Extracted information:
-*-

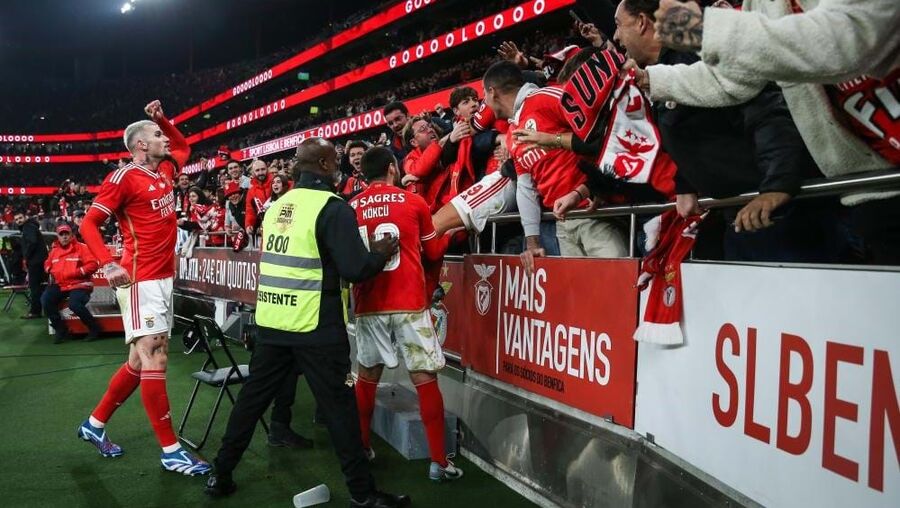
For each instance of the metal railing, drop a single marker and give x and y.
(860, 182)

-*-

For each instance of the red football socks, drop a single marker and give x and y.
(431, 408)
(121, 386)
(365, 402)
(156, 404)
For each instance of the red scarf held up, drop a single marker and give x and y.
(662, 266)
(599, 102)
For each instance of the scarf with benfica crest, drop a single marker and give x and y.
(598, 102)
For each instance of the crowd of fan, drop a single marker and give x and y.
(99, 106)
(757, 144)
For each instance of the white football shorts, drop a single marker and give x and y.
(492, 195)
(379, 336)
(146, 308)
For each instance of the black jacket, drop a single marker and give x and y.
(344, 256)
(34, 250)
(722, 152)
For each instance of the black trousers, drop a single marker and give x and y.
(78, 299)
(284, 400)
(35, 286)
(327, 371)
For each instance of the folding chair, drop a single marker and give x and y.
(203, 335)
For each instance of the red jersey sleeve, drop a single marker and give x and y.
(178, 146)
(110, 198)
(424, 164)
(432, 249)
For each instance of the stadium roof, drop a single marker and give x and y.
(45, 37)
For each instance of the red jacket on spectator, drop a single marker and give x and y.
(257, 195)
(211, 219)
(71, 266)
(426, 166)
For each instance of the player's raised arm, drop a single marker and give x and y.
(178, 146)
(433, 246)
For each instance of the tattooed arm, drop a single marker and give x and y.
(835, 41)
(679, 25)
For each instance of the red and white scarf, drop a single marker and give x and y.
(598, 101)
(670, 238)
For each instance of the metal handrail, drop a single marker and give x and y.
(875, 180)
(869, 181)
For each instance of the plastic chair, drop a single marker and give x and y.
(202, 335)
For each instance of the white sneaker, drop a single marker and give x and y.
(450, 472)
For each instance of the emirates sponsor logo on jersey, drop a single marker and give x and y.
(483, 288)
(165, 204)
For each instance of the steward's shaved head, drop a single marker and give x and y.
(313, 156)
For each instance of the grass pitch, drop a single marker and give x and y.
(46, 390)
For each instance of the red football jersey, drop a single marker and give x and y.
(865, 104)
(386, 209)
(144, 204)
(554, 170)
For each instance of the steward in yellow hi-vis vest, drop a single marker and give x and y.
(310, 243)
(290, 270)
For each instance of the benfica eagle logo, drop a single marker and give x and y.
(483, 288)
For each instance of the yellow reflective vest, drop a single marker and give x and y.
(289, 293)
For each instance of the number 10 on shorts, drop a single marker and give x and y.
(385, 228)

-*-

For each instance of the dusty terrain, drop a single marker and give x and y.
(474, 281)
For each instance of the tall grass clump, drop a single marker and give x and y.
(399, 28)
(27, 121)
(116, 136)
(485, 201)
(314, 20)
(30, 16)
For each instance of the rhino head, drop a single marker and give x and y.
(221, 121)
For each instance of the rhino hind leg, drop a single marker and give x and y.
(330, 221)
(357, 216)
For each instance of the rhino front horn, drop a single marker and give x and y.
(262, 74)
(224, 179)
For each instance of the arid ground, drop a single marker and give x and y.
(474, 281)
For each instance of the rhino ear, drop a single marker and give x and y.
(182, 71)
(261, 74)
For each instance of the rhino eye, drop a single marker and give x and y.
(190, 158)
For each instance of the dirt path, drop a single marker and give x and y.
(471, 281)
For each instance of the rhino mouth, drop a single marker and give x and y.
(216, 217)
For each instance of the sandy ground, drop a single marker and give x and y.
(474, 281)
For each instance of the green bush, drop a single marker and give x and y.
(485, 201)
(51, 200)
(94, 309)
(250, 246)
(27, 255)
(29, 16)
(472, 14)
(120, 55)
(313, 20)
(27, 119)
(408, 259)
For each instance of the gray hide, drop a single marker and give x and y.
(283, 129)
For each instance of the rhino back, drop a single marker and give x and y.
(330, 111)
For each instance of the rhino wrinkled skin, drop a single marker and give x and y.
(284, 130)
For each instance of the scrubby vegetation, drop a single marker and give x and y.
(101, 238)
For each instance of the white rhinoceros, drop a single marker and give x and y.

-*-

Activity: Reproduce word for word the material above, starting with the line that has "For each instance of the green" and stopping after the line that has "For each instance of the white rhinoceros, drop".

Result of this exercise:
For each instance of the green bush, drop a single marker and give x and y.
(485, 201)
(51, 200)
(94, 309)
(250, 246)
(27, 255)
(29, 16)
(472, 14)
(120, 55)
(313, 20)
(27, 119)
(408, 259)
For each instance of the gray hide, drop a single marker and give x and y.
(283, 129)
For each instance of the rhino back, drop a single marker and give x and y.
(330, 111)
For each instance of the rhino wrinkled skin, drop a single marker and give x and y.
(284, 130)
For each instance of the scrubby vegetation, drop a single marker and give x and y.
(101, 238)
For each instance of the white rhinoceros, drop a single marker and give x and y.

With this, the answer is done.